### EXTRAIT DU DOCUMENT
········

Suite, remake, reboot

Donjons & Dragons, l’honneur des voleurs : une aventure honnête et fun

Voilà enfin l’adaptation attendue de Donjons & Dragons, après une tentative nanar en 2000.


Vous savez quoi ? J’ai bien aimé. Je m’attendais à un film raté, et bien mal m’en a pris puisqu’avec des intentions basses, on se retrouve agréablement surpris.
Le film est réalisé par deux bonhommes qui n’ont pas fait des films à lyncher. Le duo Jonathan Goldstein et John Francis Daley vous est peut-être inconnu mais ils ont scénarisé Comment tuer son boss ? 1 et 2 (2011 et 2014), Tempête de boulettes géantes 2 (2013) et Spider-Man : Homecoming (2017). Mais surtout, ils ont réalisé deux comédies réussies à savoir le remake de Vacation (Vive les Vacances en 2015) en signant également le scénario, et Game Night (2018) dont ils ont seulement signé la réal.

Déjà dans Game Night, on sentait cette volonté de raconter un jeu à l’échelle humaine. Bien mise en scène, le film, qui est passé inaperçu, était une réussite formelle. Et avec Donjons & Dragons, ils s’attaquent donc à un jeu de rôle culte qui n’a pas vraiment d’univers arrêté. Le duo a donc tout loisir de proposer un univers avec une base quasi vierge. Et c’est ce qu’ils ont fait. Donjons & Dragons instaure un vrai décor avec ses créatures, ses règles, ses lieux. Et on peut saluer la traduction française qui nous fait dire qu’il y a eu un vrai travail pour proposer quelque chose de plausible, ludique qui rappelle les grandes heures de Harry Potter. C’est d’ailleurs agréable de sentir un film qui rappelle l’époque des adaptations young adults quand il y avait un peu d’ambition. On pense alors au Secret de Terabithia (2007) ou même à Percy Jackson (2010 et 2013).

Critique sans spoilers  de donjons et dragons

Seulement là, le film Donjons & Dragons propose des héros adultes. Ce petit switch apporte une grande différence dans l’approche du film. Les grandes franchises d’aventures et d’héroïc fantasy se comptent sur les doigts d’une main de troll. Il n’y a quasiment plus rien au cinéma. C’est en séries qu’on retrouve Le Seigneur des Anneaux, Le Trône de Fer, Willow ou A la Croisée des Mondes

Ce qui marche dans Donjons & Dragons est donc cet univers qu’on retrouve par petites touches avec des créatures montrées de ci de là, et  des paysages naturels, où le CGI s’ajoute par endroits sans jamais être noyés dedans. Evidement, nous avons des séquences en full cgi mais ce n’est pas comme les blockbusters récents qui tentent de proposer des décors irréalistes en fonds verts. Il y a une certaine sobriété bienvenue dans le film avec, en plus, des animatroniques qui rajoutent une sorte de non-modernité qui rafraichit. On s’étonne même que ces animatroniques soient si voyants. Les mouvements sont peu fluides. On se demande si ce n’est pas voulu, histoire de donner un côté presque intemporel. Le film pourrait être sorti il y a quinze ans que ça ne gênerait pas. Cet aspect daté mais anachronique techniquement donne un nouveau cachet au film.

········

### EXERCICES
**a.** Relevez, dans la critique de Donjons & Dragons, les franchises que l'on retrouve désormais en séries.
**b.** Traduisez en anglais cette phrase de la critique de Donjons & Dragons : « Le film pourrait être sorti il y a quinze ans que ça ne gênerait pas. »
**c.** Rédigez la suite de la critique de Donjons & Dragons après sa dernière phrase.

········

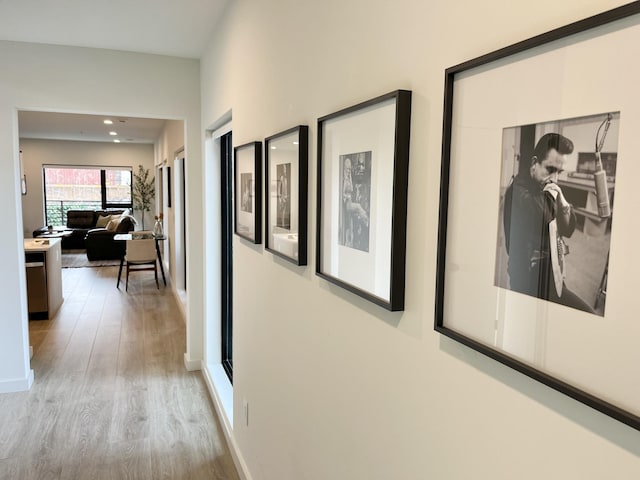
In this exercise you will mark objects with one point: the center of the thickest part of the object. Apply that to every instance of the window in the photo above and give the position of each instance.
(84, 188)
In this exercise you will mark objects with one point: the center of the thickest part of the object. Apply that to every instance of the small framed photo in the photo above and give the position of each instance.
(533, 270)
(363, 164)
(248, 191)
(286, 159)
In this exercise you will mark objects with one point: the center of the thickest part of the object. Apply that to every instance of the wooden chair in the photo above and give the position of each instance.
(141, 255)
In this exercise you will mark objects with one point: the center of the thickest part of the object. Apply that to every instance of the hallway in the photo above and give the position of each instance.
(111, 397)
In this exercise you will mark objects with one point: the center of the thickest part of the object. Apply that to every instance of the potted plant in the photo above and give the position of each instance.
(143, 191)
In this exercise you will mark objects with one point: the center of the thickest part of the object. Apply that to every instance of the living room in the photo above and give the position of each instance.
(86, 145)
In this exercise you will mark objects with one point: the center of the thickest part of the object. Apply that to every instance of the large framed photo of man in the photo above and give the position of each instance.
(286, 185)
(363, 160)
(248, 191)
(537, 250)
(557, 185)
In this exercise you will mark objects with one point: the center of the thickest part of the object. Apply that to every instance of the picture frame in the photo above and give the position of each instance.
(363, 165)
(499, 291)
(286, 189)
(248, 191)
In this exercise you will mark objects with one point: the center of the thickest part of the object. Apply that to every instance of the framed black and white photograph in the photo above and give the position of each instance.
(539, 152)
(363, 164)
(248, 191)
(286, 163)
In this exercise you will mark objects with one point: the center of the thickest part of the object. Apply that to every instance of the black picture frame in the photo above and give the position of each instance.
(363, 166)
(247, 171)
(286, 158)
(470, 308)
(168, 186)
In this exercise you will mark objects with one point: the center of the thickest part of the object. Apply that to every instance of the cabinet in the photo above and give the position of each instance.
(43, 262)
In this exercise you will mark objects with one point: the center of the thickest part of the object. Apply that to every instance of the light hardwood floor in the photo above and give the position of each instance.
(111, 397)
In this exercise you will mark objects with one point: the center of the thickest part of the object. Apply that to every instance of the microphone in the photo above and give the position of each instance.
(602, 192)
(600, 176)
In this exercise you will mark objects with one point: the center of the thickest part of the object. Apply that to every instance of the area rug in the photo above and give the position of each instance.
(78, 259)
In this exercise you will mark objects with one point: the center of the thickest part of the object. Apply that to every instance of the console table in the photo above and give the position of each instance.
(43, 261)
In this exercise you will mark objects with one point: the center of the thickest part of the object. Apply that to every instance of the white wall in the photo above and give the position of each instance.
(171, 141)
(36, 153)
(338, 388)
(83, 80)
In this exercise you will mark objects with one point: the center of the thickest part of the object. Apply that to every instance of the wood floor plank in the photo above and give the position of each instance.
(111, 397)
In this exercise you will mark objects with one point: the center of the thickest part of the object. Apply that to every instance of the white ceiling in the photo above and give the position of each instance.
(165, 27)
(88, 128)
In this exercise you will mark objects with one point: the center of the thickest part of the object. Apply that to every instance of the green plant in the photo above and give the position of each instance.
(143, 191)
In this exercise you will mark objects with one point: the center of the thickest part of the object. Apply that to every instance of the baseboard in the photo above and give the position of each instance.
(19, 385)
(192, 365)
(227, 428)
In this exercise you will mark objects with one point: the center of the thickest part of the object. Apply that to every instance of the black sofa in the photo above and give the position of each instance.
(100, 243)
(79, 222)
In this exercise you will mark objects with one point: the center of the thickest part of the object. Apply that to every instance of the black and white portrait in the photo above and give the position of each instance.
(283, 173)
(355, 200)
(246, 192)
(556, 208)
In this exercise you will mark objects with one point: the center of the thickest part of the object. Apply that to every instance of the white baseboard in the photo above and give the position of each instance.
(19, 385)
(215, 375)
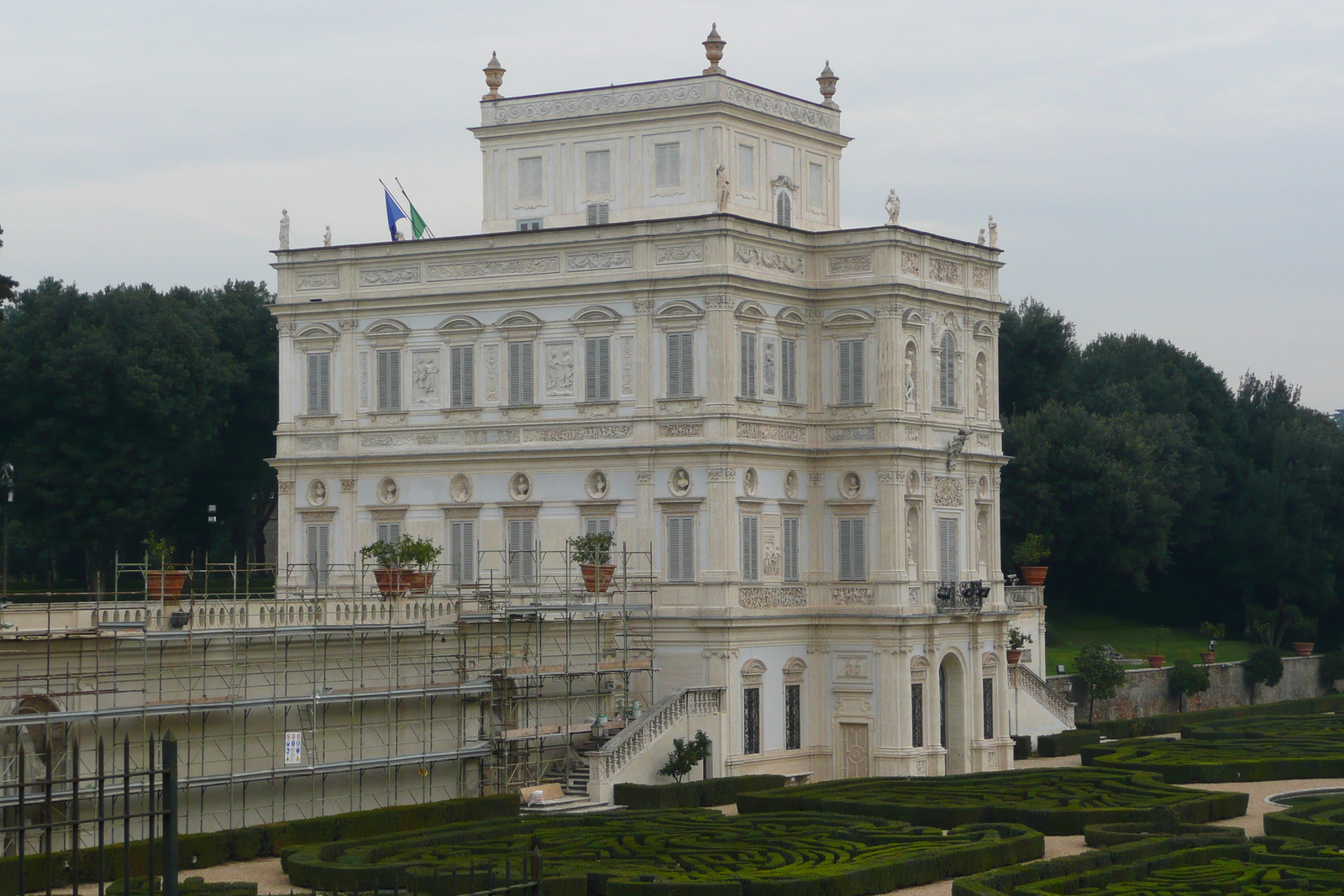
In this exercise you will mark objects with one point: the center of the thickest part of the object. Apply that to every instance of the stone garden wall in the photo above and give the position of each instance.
(1146, 694)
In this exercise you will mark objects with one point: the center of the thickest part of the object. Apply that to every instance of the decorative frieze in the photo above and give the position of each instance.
(389, 275)
(765, 598)
(772, 432)
(842, 265)
(766, 258)
(851, 597)
(948, 492)
(495, 268)
(850, 432)
(600, 261)
(679, 254)
(318, 280)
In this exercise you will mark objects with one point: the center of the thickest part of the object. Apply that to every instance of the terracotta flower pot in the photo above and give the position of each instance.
(1034, 575)
(391, 580)
(165, 584)
(597, 579)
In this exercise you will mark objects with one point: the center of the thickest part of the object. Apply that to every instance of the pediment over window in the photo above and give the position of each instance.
(460, 325)
(750, 312)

········

### CORRIGÉS
**a.** Le Seigneur des Anneaux, Le Trône de Fer, Willow, A la Croisée des Mondes

**b.** The film could have come out fifteen years ago and it wouldn't matter.

**c.**
Avec ce duo de scénaristes, il faut s’attendre à de l’humour. Et Donjons & Dragons aurait pu faire peur avec un comic relief à la Marvel qui désamorce la moindre tension. C’est moins le cas ici avec une ambiance relativement détendue. Les rares tensions sont plutôt gardées. Les punchlines sont peu surprenantes mais elles fonctionnent. On notera la scène du cimetière, véritable scène comique, qui fait le tour de son idée farfelue avec efficacité.

Critique sans spoilers  de donjons et dragons

Mais alors pourquoi Donjons & Dragons est réussi ? Les idées de mise en scène ou de narration sont plutôt bien vues et font mouche à chaque fois. Que ce soit dans les combats où le rythme est là, dans l’utilisation d’éléments du décor, dans le choix d’un élément pour sortir d’une situation (la scène du dragon et de l’eau et du feu est un exemple parfait de comique intelligent), le film ne rate jamais ses effets. On peut tiquer sur quelques scènes où les effets spéciaux sont un peu bancals. Surtout que la sortie du film était prévue en 2021, les effets auraient pu être retravaillés. Evidemment, le budget était déjà bouclé.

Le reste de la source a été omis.